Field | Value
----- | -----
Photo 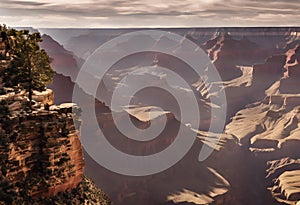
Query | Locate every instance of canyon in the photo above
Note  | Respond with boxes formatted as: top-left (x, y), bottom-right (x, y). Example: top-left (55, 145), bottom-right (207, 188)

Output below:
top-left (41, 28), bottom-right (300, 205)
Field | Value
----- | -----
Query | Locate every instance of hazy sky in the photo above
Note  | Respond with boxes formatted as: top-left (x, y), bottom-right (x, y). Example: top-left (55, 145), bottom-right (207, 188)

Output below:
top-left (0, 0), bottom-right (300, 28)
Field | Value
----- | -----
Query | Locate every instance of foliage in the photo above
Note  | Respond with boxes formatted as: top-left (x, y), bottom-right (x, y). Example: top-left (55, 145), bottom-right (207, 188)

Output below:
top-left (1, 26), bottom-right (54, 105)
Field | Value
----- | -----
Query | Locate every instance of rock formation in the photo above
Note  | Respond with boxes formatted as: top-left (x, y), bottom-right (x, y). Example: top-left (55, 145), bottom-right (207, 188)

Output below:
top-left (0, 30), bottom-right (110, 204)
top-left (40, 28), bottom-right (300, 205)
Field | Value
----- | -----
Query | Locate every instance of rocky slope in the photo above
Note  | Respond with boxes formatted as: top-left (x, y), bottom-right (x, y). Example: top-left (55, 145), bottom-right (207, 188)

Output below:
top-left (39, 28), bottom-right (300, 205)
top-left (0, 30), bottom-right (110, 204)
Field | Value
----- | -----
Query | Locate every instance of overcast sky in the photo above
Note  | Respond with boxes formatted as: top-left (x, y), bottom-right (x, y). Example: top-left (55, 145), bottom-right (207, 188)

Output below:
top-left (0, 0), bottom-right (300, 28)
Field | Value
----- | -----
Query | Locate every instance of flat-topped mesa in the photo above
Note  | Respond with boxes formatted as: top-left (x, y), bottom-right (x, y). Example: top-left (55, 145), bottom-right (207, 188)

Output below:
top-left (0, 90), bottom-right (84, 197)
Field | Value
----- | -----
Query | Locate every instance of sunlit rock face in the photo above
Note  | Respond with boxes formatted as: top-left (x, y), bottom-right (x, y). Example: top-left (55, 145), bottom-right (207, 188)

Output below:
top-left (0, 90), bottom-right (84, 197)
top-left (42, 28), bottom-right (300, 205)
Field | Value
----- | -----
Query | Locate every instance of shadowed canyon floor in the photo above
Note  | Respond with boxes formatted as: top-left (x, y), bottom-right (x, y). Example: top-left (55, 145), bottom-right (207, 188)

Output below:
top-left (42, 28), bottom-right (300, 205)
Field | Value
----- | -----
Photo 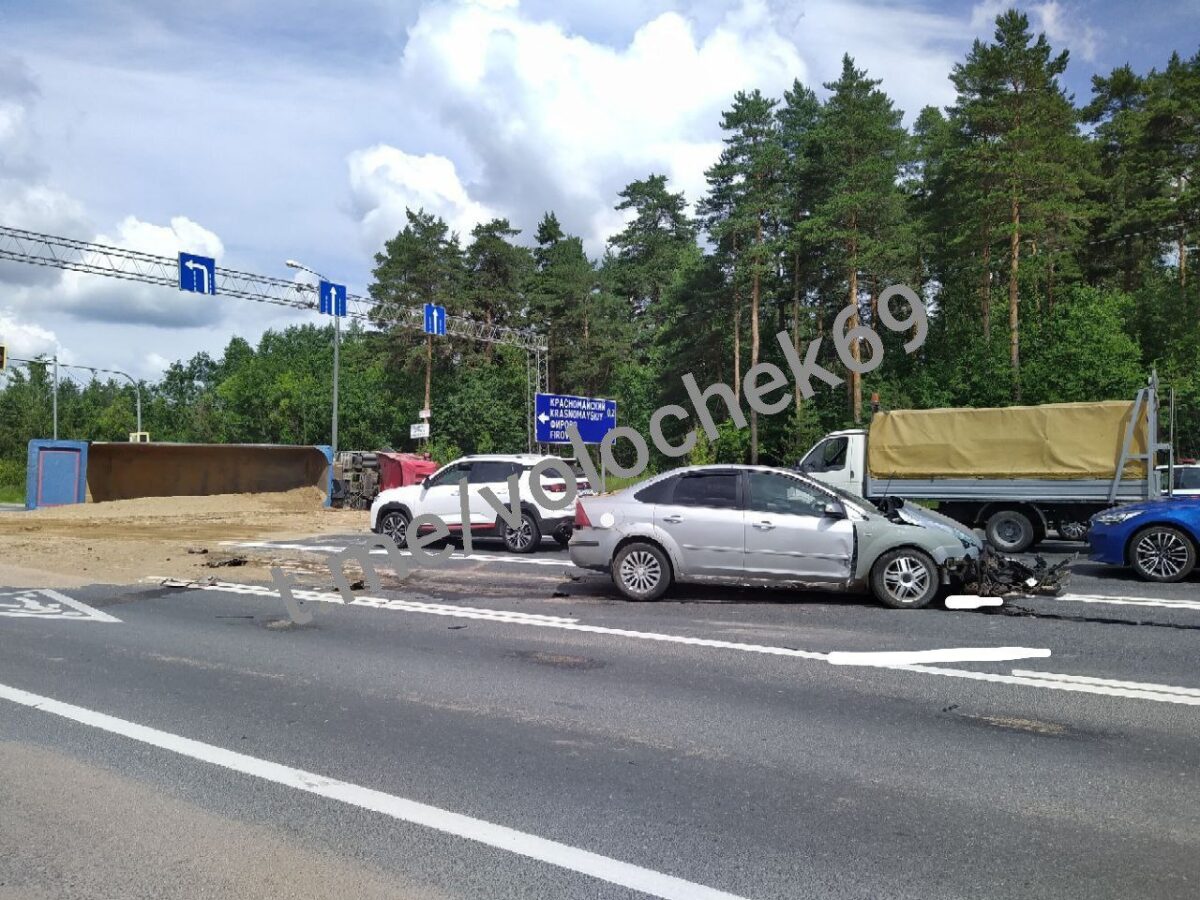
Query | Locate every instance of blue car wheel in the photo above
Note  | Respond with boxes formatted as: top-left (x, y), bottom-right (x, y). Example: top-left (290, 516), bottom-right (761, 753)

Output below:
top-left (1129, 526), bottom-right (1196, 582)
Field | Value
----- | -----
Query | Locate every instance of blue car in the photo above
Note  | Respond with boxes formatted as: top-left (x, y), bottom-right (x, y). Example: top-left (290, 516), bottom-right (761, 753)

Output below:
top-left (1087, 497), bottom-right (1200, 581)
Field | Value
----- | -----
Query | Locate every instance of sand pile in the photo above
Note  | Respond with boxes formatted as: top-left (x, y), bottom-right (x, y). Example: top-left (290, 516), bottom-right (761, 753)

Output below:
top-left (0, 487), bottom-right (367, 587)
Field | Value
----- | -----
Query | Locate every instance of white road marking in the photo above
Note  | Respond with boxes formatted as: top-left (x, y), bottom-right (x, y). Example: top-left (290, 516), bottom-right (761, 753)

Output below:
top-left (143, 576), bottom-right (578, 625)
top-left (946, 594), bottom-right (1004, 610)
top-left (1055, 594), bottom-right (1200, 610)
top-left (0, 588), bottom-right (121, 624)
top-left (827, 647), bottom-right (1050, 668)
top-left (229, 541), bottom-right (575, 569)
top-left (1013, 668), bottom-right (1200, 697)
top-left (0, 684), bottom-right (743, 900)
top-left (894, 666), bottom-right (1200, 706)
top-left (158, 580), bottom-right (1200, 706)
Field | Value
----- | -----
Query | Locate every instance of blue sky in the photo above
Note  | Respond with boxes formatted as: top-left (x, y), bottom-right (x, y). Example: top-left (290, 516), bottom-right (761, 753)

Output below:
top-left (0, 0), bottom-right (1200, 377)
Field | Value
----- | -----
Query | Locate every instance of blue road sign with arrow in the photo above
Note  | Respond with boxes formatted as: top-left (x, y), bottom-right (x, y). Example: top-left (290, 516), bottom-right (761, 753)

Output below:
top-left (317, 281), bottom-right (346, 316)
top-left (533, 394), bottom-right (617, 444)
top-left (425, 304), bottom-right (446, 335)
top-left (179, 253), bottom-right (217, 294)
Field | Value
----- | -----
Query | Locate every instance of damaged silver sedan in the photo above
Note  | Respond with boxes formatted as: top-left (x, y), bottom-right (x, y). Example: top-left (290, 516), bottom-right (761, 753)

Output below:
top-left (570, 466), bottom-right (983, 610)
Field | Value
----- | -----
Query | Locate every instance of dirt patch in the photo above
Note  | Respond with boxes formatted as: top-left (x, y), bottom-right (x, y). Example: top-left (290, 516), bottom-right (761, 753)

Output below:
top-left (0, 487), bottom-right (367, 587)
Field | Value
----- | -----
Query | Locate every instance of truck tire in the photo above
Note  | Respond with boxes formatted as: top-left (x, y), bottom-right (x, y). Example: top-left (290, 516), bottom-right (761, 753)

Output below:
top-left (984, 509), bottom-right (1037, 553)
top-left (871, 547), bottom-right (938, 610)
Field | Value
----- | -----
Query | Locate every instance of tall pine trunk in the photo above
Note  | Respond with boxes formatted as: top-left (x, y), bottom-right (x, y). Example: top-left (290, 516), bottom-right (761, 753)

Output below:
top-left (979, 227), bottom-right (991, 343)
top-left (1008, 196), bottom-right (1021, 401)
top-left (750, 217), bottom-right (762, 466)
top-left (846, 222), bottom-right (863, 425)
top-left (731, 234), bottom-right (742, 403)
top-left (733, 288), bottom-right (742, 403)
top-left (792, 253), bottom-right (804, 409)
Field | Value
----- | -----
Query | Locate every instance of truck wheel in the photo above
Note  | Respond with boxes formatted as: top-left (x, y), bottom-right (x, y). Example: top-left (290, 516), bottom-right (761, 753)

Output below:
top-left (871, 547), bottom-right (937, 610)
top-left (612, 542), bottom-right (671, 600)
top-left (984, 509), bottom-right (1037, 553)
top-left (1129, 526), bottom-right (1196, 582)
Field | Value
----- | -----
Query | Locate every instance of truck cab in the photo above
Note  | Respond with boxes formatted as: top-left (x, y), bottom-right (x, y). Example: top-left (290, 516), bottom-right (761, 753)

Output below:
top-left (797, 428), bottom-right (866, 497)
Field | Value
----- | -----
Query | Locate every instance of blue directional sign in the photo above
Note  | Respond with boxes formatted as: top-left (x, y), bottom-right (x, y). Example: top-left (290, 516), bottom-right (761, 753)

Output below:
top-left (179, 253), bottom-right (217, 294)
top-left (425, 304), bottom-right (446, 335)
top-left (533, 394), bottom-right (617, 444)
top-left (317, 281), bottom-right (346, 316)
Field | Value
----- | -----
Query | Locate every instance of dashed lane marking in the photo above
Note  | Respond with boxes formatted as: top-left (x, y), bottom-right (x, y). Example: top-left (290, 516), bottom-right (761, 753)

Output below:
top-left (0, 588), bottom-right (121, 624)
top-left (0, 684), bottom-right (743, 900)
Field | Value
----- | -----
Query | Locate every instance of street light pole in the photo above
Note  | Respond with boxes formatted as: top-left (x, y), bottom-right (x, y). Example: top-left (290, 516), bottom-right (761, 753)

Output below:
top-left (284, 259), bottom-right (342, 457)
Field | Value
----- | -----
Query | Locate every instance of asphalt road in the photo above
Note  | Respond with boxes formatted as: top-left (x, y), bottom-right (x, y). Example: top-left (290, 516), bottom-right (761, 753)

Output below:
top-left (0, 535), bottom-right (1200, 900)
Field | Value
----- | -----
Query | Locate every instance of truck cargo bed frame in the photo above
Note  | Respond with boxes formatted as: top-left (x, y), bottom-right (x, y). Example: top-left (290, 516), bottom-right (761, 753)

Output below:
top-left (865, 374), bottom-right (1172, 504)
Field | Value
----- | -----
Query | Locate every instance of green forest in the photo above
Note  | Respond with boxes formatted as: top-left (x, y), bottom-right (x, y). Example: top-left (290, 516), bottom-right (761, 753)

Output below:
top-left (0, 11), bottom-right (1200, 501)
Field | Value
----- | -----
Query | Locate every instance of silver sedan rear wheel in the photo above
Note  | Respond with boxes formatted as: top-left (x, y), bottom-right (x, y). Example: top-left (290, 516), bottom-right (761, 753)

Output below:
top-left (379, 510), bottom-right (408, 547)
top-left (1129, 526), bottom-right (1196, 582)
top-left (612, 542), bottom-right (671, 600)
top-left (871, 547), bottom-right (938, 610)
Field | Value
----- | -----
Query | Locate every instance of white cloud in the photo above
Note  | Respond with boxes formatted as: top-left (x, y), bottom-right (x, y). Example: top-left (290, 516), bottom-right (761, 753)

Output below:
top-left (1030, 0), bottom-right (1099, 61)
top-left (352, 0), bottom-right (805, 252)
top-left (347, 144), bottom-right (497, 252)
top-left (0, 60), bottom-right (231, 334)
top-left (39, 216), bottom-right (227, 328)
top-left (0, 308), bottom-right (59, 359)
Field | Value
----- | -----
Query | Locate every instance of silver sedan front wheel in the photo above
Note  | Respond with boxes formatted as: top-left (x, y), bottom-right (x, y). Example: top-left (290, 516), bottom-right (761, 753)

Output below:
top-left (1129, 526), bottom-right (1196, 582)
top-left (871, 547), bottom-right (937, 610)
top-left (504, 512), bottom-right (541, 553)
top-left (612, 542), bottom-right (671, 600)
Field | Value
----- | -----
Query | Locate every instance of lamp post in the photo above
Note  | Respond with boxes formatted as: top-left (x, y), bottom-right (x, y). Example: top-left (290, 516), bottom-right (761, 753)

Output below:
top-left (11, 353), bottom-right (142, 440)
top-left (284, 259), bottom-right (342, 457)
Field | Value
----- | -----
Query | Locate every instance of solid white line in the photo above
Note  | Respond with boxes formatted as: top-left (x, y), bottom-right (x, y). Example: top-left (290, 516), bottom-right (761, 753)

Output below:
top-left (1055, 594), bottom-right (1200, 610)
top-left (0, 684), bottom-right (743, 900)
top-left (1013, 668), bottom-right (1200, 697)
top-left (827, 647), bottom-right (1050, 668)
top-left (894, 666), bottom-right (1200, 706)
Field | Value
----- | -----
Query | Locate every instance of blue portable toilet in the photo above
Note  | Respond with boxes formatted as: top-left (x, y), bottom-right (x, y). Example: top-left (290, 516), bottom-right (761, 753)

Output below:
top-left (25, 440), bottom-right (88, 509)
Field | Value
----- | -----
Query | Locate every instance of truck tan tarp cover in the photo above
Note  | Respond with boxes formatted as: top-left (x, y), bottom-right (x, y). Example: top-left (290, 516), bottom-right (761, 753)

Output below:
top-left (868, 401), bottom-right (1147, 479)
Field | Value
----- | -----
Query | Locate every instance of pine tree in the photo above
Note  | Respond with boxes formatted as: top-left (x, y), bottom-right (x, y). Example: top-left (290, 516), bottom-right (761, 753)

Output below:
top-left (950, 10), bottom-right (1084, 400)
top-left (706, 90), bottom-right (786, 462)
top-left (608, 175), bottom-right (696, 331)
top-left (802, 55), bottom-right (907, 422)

Required task -> Copy out everything from the very start of the material above down to the line containing "top-left (41, 28), bottom-right (300, 205)", word for word, including both of those ends. Leave the picture out of your copy.

Result for this task ->
Field | Value
----- | -----
Photo 
Query | Locate every instance of canyon in the photo above
Note  | Respond with boxes formatted as: top-left (x, y), bottom-right (x, y). Example: top-left (55, 145), bottom-right (207, 188)

Output below:
top-left (41, 28), bottom-right (300, 205)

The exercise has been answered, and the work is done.